Available records section start
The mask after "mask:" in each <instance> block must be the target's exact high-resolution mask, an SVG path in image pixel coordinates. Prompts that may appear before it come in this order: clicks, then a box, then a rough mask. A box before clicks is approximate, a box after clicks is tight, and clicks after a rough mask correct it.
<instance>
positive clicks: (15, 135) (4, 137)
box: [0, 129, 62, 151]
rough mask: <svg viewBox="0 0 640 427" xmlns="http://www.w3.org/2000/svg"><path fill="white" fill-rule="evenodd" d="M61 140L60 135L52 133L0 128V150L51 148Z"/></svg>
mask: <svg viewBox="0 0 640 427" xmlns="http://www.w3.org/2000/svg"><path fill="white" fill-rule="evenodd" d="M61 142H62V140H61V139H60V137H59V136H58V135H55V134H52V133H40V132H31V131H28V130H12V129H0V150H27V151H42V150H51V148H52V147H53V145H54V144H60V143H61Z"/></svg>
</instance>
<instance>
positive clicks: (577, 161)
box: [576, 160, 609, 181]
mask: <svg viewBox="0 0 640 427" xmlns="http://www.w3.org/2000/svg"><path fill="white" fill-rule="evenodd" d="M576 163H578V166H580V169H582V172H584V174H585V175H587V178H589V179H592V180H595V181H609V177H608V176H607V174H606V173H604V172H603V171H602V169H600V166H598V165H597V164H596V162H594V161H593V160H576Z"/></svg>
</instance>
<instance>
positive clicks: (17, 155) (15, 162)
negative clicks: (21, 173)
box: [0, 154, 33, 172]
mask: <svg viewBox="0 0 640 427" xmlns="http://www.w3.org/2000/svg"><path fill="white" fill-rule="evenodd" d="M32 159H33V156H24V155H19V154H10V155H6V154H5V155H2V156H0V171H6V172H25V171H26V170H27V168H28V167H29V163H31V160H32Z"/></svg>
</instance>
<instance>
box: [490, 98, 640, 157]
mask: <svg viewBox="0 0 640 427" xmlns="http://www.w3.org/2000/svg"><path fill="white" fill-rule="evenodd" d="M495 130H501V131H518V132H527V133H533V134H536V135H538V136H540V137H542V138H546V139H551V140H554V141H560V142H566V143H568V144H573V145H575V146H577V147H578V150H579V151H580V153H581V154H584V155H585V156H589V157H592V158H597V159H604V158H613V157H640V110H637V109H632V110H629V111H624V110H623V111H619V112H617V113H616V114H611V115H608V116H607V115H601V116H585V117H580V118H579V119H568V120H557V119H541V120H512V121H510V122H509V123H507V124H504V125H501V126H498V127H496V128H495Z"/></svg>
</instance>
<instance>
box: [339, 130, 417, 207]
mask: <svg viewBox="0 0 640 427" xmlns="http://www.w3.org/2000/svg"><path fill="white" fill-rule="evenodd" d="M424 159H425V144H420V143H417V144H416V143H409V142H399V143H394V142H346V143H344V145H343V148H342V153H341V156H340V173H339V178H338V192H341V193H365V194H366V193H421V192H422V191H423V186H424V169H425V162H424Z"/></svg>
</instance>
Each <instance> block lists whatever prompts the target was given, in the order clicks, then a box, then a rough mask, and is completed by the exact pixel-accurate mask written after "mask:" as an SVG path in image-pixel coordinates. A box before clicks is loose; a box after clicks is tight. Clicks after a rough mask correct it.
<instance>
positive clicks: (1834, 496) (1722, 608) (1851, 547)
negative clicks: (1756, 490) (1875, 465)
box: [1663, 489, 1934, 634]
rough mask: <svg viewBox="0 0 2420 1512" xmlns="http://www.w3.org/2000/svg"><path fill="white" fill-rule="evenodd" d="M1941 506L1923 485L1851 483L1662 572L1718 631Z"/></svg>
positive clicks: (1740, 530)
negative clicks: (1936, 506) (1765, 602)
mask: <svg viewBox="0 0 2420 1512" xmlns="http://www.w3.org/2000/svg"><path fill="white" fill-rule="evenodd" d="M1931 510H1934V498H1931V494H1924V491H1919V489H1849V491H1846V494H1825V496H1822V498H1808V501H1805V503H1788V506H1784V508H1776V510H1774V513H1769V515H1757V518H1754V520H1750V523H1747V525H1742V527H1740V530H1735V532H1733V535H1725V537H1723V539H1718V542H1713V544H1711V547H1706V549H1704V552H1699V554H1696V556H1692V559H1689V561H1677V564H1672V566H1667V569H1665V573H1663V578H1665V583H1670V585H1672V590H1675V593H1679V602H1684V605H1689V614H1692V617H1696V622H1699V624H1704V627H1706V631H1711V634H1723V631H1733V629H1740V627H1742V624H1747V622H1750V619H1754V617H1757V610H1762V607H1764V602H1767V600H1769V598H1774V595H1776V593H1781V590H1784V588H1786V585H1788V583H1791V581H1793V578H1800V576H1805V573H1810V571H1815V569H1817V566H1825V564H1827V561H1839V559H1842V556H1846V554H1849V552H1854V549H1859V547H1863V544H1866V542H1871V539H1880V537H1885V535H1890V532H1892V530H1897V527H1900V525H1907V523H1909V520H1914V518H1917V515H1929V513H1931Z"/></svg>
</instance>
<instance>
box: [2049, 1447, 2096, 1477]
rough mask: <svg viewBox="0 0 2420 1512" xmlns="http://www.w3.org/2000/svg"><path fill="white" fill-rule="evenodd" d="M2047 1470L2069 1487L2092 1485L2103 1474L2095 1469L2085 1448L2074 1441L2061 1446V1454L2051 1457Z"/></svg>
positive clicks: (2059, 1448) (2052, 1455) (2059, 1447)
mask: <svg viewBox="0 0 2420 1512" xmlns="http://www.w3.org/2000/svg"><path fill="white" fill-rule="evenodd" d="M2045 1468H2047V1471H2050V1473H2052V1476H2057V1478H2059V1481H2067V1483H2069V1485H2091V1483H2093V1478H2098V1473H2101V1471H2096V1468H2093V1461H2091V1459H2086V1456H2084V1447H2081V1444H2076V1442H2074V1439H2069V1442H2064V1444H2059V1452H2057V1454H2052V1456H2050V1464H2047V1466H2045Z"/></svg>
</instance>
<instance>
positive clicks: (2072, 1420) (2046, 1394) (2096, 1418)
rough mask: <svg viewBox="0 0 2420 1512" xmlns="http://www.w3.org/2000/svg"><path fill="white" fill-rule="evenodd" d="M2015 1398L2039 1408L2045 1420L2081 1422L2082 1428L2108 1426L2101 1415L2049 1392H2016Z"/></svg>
Available records section end
* [Problem to work on]:
Please show each line of the data above that contains the word "after".

* [Result of the task]:
The mask after "mask:" in each <instance> block must be the target's exact high-resolution mask, an SVG path in image pixel coordinates. Prompts that may appear before it come in this order: clicks, then a box, then a rough mask. A box before clicks is approximate, a box after clicks is tight, and clicks after a rough mask correct it.
Each <instance> block lists whatever prompts the target was given, in the order clicks, then a box, then a rough mask, and is completed by the exact pixel-accurate mask written after "mask:" as an SVG path in image-pixel coordinates. A box before clicks is loose; a box after clicks is tight. Clicks after a rough mask correct it.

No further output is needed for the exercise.